What you need to do: The word "pole" may appear in some of the lines below. State how many lines contain it, and write only that number.

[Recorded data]
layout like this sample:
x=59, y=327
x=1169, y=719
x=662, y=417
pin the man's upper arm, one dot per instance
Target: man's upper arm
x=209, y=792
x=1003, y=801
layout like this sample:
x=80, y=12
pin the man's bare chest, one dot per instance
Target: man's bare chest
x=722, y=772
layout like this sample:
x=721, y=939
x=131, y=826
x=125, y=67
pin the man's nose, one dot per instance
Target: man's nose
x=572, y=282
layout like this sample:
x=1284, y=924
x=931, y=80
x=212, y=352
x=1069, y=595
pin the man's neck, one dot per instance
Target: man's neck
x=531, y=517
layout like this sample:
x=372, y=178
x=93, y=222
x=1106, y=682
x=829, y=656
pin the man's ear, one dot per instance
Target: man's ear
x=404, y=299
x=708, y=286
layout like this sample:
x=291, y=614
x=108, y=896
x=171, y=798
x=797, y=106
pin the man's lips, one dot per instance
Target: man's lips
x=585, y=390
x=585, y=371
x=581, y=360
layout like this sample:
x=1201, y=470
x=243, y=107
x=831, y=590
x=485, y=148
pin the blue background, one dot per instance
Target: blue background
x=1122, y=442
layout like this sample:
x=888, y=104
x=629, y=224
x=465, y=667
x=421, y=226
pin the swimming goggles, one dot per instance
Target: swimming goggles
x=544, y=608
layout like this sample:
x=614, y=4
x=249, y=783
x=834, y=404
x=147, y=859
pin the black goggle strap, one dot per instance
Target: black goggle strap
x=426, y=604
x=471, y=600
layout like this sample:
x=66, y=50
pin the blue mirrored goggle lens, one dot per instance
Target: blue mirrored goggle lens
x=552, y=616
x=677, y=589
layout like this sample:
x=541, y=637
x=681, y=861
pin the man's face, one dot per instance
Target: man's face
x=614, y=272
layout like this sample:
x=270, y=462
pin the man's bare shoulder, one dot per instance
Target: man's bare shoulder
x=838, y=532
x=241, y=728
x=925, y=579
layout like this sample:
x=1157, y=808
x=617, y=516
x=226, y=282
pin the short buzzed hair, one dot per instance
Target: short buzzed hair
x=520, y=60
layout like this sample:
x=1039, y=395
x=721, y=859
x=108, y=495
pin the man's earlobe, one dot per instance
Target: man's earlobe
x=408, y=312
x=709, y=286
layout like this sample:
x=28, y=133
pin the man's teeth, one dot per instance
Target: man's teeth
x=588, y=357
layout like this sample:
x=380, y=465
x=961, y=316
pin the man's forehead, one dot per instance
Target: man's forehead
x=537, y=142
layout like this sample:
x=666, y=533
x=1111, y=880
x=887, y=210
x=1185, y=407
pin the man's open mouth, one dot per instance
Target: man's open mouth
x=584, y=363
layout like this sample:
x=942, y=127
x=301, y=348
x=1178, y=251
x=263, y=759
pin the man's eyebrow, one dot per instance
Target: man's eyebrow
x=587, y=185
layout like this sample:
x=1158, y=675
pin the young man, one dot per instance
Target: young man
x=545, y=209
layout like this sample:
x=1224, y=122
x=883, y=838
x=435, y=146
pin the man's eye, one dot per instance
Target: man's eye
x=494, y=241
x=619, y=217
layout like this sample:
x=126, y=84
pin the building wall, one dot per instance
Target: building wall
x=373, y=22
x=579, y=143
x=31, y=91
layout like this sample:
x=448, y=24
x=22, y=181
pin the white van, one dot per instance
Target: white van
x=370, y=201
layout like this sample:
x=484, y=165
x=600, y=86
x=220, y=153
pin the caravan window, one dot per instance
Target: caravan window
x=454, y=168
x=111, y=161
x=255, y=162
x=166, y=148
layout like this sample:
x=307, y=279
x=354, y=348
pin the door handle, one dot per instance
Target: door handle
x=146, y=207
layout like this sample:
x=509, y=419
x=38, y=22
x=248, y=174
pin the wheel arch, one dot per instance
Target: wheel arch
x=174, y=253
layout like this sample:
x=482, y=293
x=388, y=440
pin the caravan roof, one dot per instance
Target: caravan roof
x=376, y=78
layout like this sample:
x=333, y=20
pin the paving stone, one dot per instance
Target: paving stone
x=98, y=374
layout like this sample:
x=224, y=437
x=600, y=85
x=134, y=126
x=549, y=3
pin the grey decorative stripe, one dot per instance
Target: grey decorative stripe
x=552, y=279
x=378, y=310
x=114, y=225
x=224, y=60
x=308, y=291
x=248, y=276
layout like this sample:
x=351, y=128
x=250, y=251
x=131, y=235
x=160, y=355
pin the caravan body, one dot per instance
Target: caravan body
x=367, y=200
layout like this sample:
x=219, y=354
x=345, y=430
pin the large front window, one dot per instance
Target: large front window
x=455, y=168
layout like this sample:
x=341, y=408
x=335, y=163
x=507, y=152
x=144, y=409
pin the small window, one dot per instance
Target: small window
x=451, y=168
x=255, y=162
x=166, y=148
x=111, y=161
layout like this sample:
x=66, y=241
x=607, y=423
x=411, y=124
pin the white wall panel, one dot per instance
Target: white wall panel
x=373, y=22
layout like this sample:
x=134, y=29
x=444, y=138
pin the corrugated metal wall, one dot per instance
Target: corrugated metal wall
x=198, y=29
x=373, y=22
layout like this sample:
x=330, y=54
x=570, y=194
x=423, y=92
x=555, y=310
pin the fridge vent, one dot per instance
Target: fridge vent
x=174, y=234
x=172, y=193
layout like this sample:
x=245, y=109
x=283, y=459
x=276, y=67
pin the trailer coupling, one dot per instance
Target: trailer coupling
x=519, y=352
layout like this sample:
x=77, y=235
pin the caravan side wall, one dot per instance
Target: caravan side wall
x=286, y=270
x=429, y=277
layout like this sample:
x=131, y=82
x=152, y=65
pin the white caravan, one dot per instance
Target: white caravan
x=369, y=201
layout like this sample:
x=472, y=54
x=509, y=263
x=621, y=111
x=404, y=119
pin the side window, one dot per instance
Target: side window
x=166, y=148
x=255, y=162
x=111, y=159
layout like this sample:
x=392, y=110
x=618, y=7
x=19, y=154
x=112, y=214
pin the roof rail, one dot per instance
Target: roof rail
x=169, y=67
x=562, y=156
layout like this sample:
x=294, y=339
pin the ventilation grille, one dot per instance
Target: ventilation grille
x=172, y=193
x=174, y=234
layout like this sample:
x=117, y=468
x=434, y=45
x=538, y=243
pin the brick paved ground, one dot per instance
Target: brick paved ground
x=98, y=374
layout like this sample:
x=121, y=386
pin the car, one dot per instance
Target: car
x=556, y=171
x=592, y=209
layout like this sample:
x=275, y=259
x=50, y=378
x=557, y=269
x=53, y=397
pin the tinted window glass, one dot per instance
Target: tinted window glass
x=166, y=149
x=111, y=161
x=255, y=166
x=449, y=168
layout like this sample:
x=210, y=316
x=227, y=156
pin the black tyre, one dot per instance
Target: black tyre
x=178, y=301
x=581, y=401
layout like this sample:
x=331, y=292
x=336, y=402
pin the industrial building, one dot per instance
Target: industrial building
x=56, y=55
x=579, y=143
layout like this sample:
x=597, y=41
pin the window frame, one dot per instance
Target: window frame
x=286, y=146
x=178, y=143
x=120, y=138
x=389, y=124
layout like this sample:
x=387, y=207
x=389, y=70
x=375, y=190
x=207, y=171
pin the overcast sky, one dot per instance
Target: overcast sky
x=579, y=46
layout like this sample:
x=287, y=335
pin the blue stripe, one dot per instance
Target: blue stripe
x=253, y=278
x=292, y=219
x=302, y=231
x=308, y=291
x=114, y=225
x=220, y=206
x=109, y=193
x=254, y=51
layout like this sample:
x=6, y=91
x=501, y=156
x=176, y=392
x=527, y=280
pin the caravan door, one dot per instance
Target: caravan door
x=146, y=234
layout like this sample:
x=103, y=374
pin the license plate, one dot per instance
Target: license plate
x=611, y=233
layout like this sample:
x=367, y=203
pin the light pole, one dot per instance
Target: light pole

Task result: 2